* Задания упражнения
1. Дословно выпишите из статьи о новых сочинениях Хачатуряна фрагмент, который открывается словами «Когда знакомишься с» и завершается словами «сказать о главном.».
2. Напишите продолжение статьи о новых сочинениях Хачатуряна, начав сразу после её последнего предложения.

Выпуск № 10 | 1961 (275)

НОВЫЕ ПРОИЗВЕДЕНИЯ

Ю. КОРЕВ

Встреча с героем Хачатуряна

Это было на 3-й Миусской. Арам Ильич Хачатурян перед тем, как познакомить нас со своими новыми сочинениями, сказал: «Меня часто спрашивают, какую музыку я пишу к XXII съезду нашей великой партии. И я всегда отвечаю (может быть, я не прав, но я так чувствую) — вся моя работа в последнее время над сочинениями самых различных жанров, а среди них — Рапсодия для скрипки с оркестром, Соната для фортепьяно, "Баллада о Родине" для баса (или унисона басов) с оркестром — посвящается съезду. Потому что, независимо от того, программны или непрограммны эти сочинения, я одинаково стремился запечатлеть в каждом из них образ нашего современника. И передать главное — чувство радости человека, уверенного в завтрашнем дне, знающего, что неодолима сила ленинских идей. Сказать конкретнее мне трудно. "Рапсодия" еще не закончена, о содержании "Баллады о Родине" говорит текст, а в сонате музыка должна сама за себя сказать...»

Что же услышали мы в музыке?

Когда знакомишься с только что оконченным произведением большого художника, чью музыку искренне любишь, считаешь своим духовным достоянием, то, естественно, радуешься тому, что в этом произведении многое хоть и внове, а прежнее — узнаешь знакомые черты. Невольно возникают ассоциации-воспоминания о былых «встречах» с музыкой того же автора, улавливаешь сердечные интонации его речи, темперамент, весь облик близкого друга. И лишь потом, вместе с осмыслениями логического порядка, приходит более точная и всесторонняя оценка. Для нас период «потом» еще не наступил. И мудрено, если бы случилось иначе: сочинение, о котором здесь сперва пойдет речь — фортепьянная соната А. Хачатуряна — еще не прозвучало на концертной эстраде. Но, тем не менее, хочется сказать о главном.

Произведение это — хачатуряновское. Жаркое. Живое. Герой его хорошо нам знаком. Он стремителен в движениях, импульсивен, страстен, а порой — мечтателен. Так же как и раньше, влюбленными глазами смотрит он на людей, на жизнь. И мир для него полон света, красок, тепла. Художник, строитель, поэт. Советский человек. Таков, пожалуй, характер героя сонаты, впрочем, как и многих других произведений Хачатуряна.

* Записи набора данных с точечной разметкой
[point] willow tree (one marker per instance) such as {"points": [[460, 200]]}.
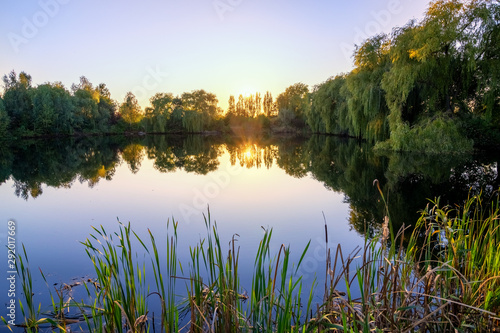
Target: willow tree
{"points": [[428, 80], [293, 104], [484, 32], [329, 112], [367, 109]]}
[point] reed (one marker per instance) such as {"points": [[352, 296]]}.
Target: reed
{"points": [[440, 275]]}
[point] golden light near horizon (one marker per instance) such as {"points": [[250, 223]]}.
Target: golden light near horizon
{"points": [[248, 153]]}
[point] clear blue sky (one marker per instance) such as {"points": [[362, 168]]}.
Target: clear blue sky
{"points": [[223, 46]]}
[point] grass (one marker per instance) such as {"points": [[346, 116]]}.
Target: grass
{"points": [[441, 275]]}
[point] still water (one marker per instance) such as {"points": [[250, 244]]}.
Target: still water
{"points": [[56, 190]]}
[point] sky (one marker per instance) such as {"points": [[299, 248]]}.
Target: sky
{"points": [[227, 47]]}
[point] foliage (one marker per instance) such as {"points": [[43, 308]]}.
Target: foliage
{"points": [[130, 110], [293, 104], [445, 66], [447, 278], [4, 120], [430, 136]]}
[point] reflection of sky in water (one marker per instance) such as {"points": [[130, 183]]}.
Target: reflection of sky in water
{"points": [[241, 201]]}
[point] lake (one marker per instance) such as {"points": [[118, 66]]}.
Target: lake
{"points": [[56, 190]]}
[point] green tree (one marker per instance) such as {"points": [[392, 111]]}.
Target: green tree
{"points": [[231, 108], [367, 107], [240, 106], [268, 104], [18, 104], [4, 120], [158, 115], [293, 104], [106, 107], [130, 111], [86, 100], [53, 109], [202, 102]]}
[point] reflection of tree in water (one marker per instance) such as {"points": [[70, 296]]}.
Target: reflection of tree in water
{"points": [[58, 163], [133, 154], [343, 165]]}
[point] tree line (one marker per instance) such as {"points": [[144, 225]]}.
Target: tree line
{"points": [[431, 85], [345, 166]]}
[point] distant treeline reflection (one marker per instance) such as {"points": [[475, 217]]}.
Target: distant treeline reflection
{"points": [[343, 165]]}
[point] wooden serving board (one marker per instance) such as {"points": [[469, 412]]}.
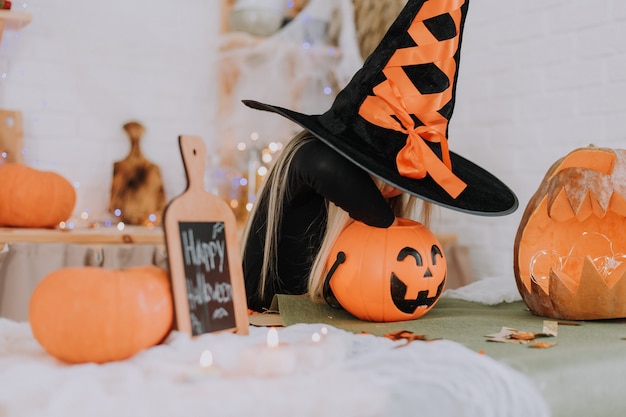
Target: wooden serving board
{"points": [[203, 253], [137, 187]]}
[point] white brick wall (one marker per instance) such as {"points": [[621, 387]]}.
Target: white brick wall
{"points": [[538, 78], [81, 69]]}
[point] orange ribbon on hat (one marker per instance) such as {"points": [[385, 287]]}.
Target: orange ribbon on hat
{"points": [[397, 96]]}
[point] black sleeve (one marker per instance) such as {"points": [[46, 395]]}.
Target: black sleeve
{"points": [[318, 168]]}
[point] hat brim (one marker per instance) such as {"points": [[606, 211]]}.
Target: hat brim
{"points": [[484, 195]]}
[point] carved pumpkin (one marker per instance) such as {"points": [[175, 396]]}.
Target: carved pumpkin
{"points": [[569, 249], [34, 198], [386, 275], [90, 314]]}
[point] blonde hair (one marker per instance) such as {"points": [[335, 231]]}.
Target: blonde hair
{"points": [[274, 188]]}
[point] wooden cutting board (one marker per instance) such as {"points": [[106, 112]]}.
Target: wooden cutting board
{"points": [[203, 253], [137, 188], [11, 137]]}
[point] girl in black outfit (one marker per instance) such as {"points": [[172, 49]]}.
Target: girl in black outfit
{"points": [[383, 142]]}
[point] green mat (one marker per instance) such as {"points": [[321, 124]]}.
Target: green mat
{"points": [[584, 374]]}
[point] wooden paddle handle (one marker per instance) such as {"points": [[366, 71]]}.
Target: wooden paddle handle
{"points": [[194, 159]]}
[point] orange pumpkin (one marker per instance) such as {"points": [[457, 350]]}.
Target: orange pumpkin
{"points": [[90, 314], [386, 275], [569, 249], [34, 198]]}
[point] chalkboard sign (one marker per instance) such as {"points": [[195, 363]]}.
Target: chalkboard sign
{"points": [[207, 276], [203, 254]]}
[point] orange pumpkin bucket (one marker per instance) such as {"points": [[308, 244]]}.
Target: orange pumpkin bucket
{"points": [[569, 252], [386, 275]]}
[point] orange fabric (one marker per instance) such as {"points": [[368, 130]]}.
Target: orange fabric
{"points": [[397, 96]]}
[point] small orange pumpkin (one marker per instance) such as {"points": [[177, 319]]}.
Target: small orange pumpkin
{"points": [[386, 274], [34, 198], [90, 314], [569, 252]]}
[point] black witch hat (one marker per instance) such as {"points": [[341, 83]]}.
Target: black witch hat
{"points": [[392, 117]]}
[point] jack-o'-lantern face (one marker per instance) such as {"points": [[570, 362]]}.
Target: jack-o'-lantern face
{"points": [[386, 275], [570, 246]]}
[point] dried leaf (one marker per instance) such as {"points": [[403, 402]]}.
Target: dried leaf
{"points": [[542, 345], [550, 327], [504, 336], [523, 336], [404, 335]]}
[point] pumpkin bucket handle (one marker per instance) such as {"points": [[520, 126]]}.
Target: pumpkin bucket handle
{"points": [[327, 291]]}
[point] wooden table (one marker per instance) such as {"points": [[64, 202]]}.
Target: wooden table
{"points": [[28, 255]]}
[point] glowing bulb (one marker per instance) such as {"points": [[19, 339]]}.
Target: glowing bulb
{"points": [[206, 359], [272, 338]]}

* Решённые задачи
1.
Когда знакомишься с только что оконченным произведением большого художника, чью музыку искренне любишь, считаешь своим духовным достоянием, то, естественно, радуешься тому, что в этом произведении многое хоть и внове, а прежнее — узнаешь знакомые черты. Невольно возникают ассоциации-воспоминания о былых «встречах» с музыкой того же автора, улавливаешь сердечные интонации его речи, темперамент, весь облик близкого друга. И лишь потом, вместе с осмыслениями логического порядка, приходит более точная и всесторонняя оценка. Для нас период «потом» еще не наступил. И мудрено, если бы случилось иначе: сочинение, о котором здесь сперва пойдет речь — фортепьянная соната А. Хачатуряна — еще не прозвучало на концертной эстраде. Но, тем не менее, хочется сказать о главном.

2.
Ведущий в сонате — образ энергии, движения, порыва. Неукротимого, целеустремленного, подчиняющего все своей воле — словно река в половодье. Наиболее ярко и непосредственно раскрывается он в первой и третьей, заключительной, частях сонаты; но и в Andante не прерывается цепь динамичного развития.

(Сам по себе образ «движения» в произведениях литературы и искусства — не новый, ему, можно сказать, много сотен лет.

Но в нашу эпоху он приобрел необыкновенно широкий смысл. Когда народы нашей страны двинулись в великий поход к коммунизму — что более всего найдет отклик, если не запечатленная талантом художника картина могучего стремления вперед!. Недаром именно этот динамический образ пронизывает поэму А. Твардовского «За далью — даль». Конечно, здесь сказались и собственно национальные традиции русского искусства — слышится голос Пушкина и Гоголя, и Блока, и Маяковского. Но эти традиции совершенно по-новому претворены Твардовским: в поэме обобщены типичные черты советской эпохи.)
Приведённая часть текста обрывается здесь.